===== Source information =====
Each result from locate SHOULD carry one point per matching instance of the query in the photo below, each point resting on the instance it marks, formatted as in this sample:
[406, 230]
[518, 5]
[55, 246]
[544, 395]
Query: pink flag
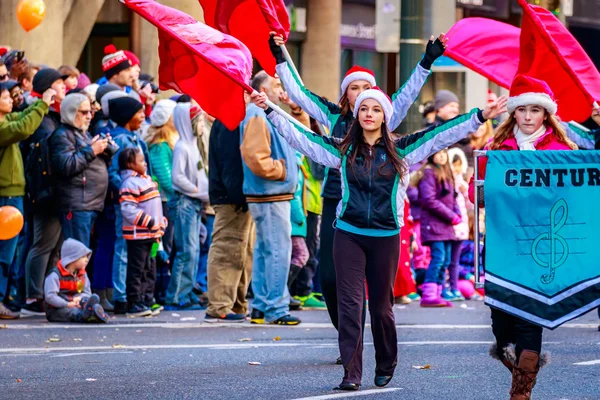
[250, 21]
[210, 66]
[549, 52]
[488, 47]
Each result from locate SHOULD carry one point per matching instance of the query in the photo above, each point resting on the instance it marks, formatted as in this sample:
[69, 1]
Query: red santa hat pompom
[526, 90]
[382, 98]
[357, 73]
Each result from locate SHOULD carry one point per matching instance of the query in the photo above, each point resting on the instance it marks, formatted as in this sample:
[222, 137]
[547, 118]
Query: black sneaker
[138, 310]
[35, 309]
[120, 307]
[257, 317]
[286, 320]
[229, 318]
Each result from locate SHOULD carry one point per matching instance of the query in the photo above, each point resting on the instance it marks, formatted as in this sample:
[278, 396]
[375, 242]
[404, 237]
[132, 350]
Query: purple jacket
[438, 208]
[413, 195]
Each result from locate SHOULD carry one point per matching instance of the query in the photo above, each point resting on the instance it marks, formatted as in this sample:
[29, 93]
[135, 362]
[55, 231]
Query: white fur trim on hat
[526, 99]
[381, 98]
[357, 76]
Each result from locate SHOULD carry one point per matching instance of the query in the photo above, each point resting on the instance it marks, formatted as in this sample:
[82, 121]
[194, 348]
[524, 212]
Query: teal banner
[542, 234]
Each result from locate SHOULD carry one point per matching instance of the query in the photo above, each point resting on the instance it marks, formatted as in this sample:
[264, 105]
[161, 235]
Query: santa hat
[357, 73]
[378, 95]
[526, 90]
[114, 61]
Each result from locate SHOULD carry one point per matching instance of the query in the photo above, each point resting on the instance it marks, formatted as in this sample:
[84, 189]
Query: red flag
[210, 66]
[550, 53]
[488, 47]
[250, 21]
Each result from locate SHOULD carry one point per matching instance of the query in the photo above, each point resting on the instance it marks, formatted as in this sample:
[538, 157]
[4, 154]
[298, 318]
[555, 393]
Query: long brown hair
[166, 133]
[354, 145]
[506, 130]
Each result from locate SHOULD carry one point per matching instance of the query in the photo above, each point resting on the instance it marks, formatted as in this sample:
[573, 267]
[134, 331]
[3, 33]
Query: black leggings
[326, 267]
[509, 329]
[375, 259]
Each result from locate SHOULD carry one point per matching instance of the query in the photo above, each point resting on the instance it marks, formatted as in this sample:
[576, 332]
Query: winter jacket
[270, 170]
[548, 141]
[330, 114]
[188, 175]
[225, 172]
[373, 202]
[61, 287]
[141, 207]
[161, 159]
[124, 139]
[298, 208]
[14, 128]
[82, 177]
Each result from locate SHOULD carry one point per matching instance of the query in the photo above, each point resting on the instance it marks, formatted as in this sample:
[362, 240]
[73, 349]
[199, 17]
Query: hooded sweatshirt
[188, 175]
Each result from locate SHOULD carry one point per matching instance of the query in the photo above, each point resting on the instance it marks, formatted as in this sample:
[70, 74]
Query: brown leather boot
[524, 375]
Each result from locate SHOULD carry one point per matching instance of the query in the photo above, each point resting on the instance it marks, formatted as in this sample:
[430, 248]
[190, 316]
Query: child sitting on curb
=====
What needs to be done => Leave out the pictures, then give all the records again exactly.

Answer area =>
Each result from locate SHOULD carry one point per matching instance of the query in the photo below, each point resting on the instance it marks, formatted as in this sample:
[406, 230]
[518, 5]
[55, 246]
[544, 395]
Query: pink flag
[250, 21]
[210, 66]
[549, 52]
[488, 47]
Each result from locate SHOULD carry one point per matching instance of the query in the photo above, each point resting on the instance it marks, formatted as in this sample:
[69, 1]
Query: red santa hat pompom
[526, 90]
[382, 98]
[357, 73]
Each result from locate SHOULD carry one point per matching instance of the query in the photo above, each point resting on the instance it marks, formatted as in this sample:
[222, 137]
[547, 118]
Query: black sneaker
[138, 310]
[35, 309]
[120, 307]
[257, 317]
[286, 320]
[229, 318]
Each result from locate SHOULD carry one point per matching instance of the query in the photo above, each point resting on the instance it marks, formatted as in this sample:
[278, 396]
[375, 242]
[404, 237]
[132, 350]
Query: purple jacket
[438, 208]
[413, 195]
Each result from locate SHOULD carry one point per matching instance of the query in the photo above, each point resting on the instance it marks, formatted as in this sample:
[29, 93]
[135, 362]
[55, 231]
Query: white fur trim on hat
[526, 99]
[381, 98]
[357, 76]
Each result from locate SHOULD carry one point per matching instance of the query in the photo above, each point resting on the instance it marks, formatted as in this sample:
[82, 121]
[194, 348]
[524, 212]
Query: teal banner
[542, 234]
Each result from locate SHOULD carry one point per matching instance of the query in the photo above, each point resting on the instance it marks, formatted as in this sample:
[264, 105]
[161, 235]
Query: santa hat
[357, 73]
[378, 95]
[526, 90]
[114, 61]
Each result from locate SHOULD carry one point per matching instance of the query in the photo above, each point resting on the instance it marks, formatted as in this sample:
[84, 189]
Query: red flag
[210, 66]
[550, 53]
[488, 47]
[250, 21]
Each result from locate SHOULD carry one point per matching instance of the query in the photo above, each point resting on the instance it marks, formatted as in this sample:
[538, 157]
[4, 154]
[298, 318]
[555, 393]
Query: long brown hair
[166, 133]
[354, 145]
[506, 130]
Each result from locate SHOULD carry one point per matching instance of the query in the photo above, each point resting on the instance it marks, formatted as in this sample:
[573, 267]
[134, 331]
[3, 33]
Query: black leggings
[326, 267]
[509, 329]
[375, 259]
Each result from locate SHOULD carry one point per matching instance of the query in the photo above, each point resting on the instance it marks, formatted as in this sample:
[576, 332]
Query: winter jacket
[270, 170]
[548, 141]
[330, 114]
[188, 175]
[225, 172]
[373, 202]
[61, 287]
[141, 207]
[161, 159]
[124, 139]
[298, 208]
[14, 128]
[82, 177]
Each result from locate SHOULD carry one point per matching instance of the query in the photo above, each point resting on the instance it marks, formatted as in this sample:
[362, 240]
[73, 349]
[199, 17]
Query: hooded sweatshirt
[188, 175]
Each result from locate SHOULD carry one point per matching instance of the query in the photo above, each point resting on the instance it marks, formatted as in this sample:
[70, 74]
Query: brown leather boot
[524, 375]
Each result from locate SHOULD carry one point per matching instance of the query in the photo above, each point resting on the instance it marks, formatted as in this sample:
[430, 248]
[190, 316]
Query: child sitting on curb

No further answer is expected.